*Document extract*
[Start]

Waiting for someone to give me some props.
Curling iron-come mic, I sang with emotion;
My eyes were shut closed, my face all screwed up…

Look. I'm a sheet snob. I'd put using satin sheets right up there with ordering a Hennessy and coke or wearing a perfectly-matched tie and pocket square; they think they're coming across as all sophisticated and discerning, but they're not fooling those of us who truly understand good taste. Sigh. Let's see, who else can I insult here?

Nice puzzle, Damon!

NCA President 8:20 AM  

A little more difficult than yesterday, still under my average...which is well above the 8 minute mark some people can do...

Chow fun? Seriously. CHOW FUN? Yeah, no.

I am the opposite of a car guy. There are people who know models and makes of obscure car types, and then there are people who couldn't care less. 458 or 488 or 727 or P90x...people who drive Ferraris have way too much money, IMO.

I knew WILLACATHER because I grew up in Nebraska. She was sort of the Nebraska equivalent to Laura Ingalls Wilder as a woman who wrote about life on the prairie. They have a museum dedicated to her there in what is still basically prairie in Red Cloud, NE.

MOMJEANS and MORMON took awhile. And speaking of Nebraska, where the highest mountain is basically just a geological speed bump, we have no word for a "cluster of mountains." In Nebraska, growing up, we called those the Rockies...and driving west for our summer vacation in Estes Park, as those mountains would rise up on the horizon, not once did anyone in my car say, "Hey look! It's a massif of mountains! We're getting closer!" So yeah, that's a new word I didn't know about an hour ago when I woke up this morning.

Teedmn 8:40 AM  

I'm with @Rex on the easy. While I had to start in the NE with MEANS IT and slide down the staircase towards the SW, this gave me CATHER, making the NW fill right in. The SE gave me the toughest time. I have a MEMORY HOLE regarding "1984" which I last read in 1984 for a "1984" party a friend threw. So I put in Mind PolicE and had to dig out of that HOLE.

[End]

*What you will do*
1. According to the crossword comments, in what town is the museum dedicated to Willa Cather?
2. Transcribe the crossword comments from "A little more" up to and including "much money, IMO.".

*Raw data*
[Start]

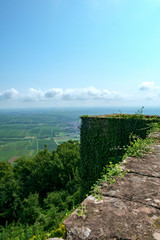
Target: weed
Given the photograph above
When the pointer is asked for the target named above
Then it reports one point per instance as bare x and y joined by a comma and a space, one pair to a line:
81, 211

[End]

*Answers in order*
1. Red Cloud, NE.

2.
A little more difficult than yesterday, still under my average...which is well above the 8 minute mark some people can do...

Chow fun? Seriously. CHOW FUN? Yeah, no.

I am the opposite of a car guy. There are people who know models and makes of obscure car types, and then there are people who couldn't care less. 458 or 488 or 727 or P90x...people who drive Ferraris have way too much money, IMO.